• **GIVEN EXERCISE**
Set out every line of the items below as a numbered list, omitting any blank lines.

GIVEN DATA start

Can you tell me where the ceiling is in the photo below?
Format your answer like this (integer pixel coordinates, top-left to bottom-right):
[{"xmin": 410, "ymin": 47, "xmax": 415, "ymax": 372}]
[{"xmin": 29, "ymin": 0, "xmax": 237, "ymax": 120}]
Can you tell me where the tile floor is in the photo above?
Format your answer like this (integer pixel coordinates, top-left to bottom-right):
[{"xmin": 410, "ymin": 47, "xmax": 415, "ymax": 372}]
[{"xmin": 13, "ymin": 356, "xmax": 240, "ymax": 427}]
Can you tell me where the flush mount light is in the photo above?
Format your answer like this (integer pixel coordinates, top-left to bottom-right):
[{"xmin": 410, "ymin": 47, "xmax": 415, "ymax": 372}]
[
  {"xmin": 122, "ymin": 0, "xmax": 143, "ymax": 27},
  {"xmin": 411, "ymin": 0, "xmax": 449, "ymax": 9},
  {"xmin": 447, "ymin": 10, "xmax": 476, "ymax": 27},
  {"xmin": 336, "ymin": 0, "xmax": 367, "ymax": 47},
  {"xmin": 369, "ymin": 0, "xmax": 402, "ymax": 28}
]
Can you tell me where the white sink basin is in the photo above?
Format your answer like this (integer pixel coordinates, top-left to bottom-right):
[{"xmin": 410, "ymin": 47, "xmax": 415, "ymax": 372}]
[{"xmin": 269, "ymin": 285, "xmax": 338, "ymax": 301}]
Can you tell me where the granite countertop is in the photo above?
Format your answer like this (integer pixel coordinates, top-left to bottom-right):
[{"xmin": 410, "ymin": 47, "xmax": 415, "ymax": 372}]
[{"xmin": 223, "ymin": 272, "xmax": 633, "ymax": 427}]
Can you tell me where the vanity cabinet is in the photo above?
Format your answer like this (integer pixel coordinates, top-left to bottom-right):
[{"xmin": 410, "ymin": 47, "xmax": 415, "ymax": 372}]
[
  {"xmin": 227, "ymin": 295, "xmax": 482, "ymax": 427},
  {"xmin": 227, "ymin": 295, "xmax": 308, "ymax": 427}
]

GIVEN DATA end

• **WRITTEN SOLUTION**
1. Can you tell me where the ceiling is in the photo below?
2. Format your answer like this (integer pixel coordinates, top-left to bottom-right):
3. [{"xmin": 410, "ymin": 47, "xmax": 415, "ymax": 372}]
4. [{"xmin": 29, "ymin": 0, "xmax": 237, "ymax": 120}]
5. Can you tell me where the tile floor is in the photo above?
6. Format your answer like this (integer pixel coordinates, top-left to bottom-right):
7. [{"xmin": 410, "ymin": 47, "xmax": 415, "ymax": 372}]
8. [{"xmin": 13, "ymin": 356, "xmax": 240, "ymax": 427}]
9. Can you tell me where the flush mount light is in the photo above?
10. Format your answer like this (integer pixel coordinates, top-left to bottom-right):
11. [{"xmin": 410, "ymin": 47, "xmax": 415, "ymax": 372}]
12. [
13.   {"xmin": 122, "ymin": 0, "xmax": 143, "ymax": 27},
14.   {"xmin": 411, "ymin": 0, "xmax": 449, "ymax": 9},
15.   {"xmin": 447, "ymin": 10, "xmax": 476, "ymax": 27},
16.   {"xmin": 336, "ymin": 0, "xmax": 367, "ymax": 47},
17.   {"xmin": 369, "ymin": 0, "xmax": 402, "ymax": 28}
18. ]
19. Can you tell me where the white sink basin is in the photo above?
20. Format your answer like this (integer pixel coordinates, top-left to bottom-right):
21. [{"xmin": 410, "ymin": 47, "xmax": 415, "ymax": 372}]
22. [{"xmin": 269, "ymin": 285, "xmax": 338, "ymax": 301}]
23. Can you tell me where the granite countertop is in the photo above?
24. Format your answer like this (integer pixel coordinates, top-left to bottom-right):
25. [{"xmin": 410, "ymin": 47, "xmax": 415, "ymax": 372}]
26. [{"xmin": 223, "ymin": 272, "xmax": 633, "ymax": 427}]
27. Can you tell me where the vanity cabinet is in the photo above?
28. Format your answer like this (integer pixel coordinates, top-left to bottom-right):
29. [{"xmin": 410, "ymin": 47, "xmax": 415, "ymax": 372}]
30. [
31.   {"xmin": 227, "ymin": 295, "xmax": 482, "ymax": 427},
32.   {"xmin": 227, "ymin": 295, "xmax": 308, "ymax": 427}
33. ]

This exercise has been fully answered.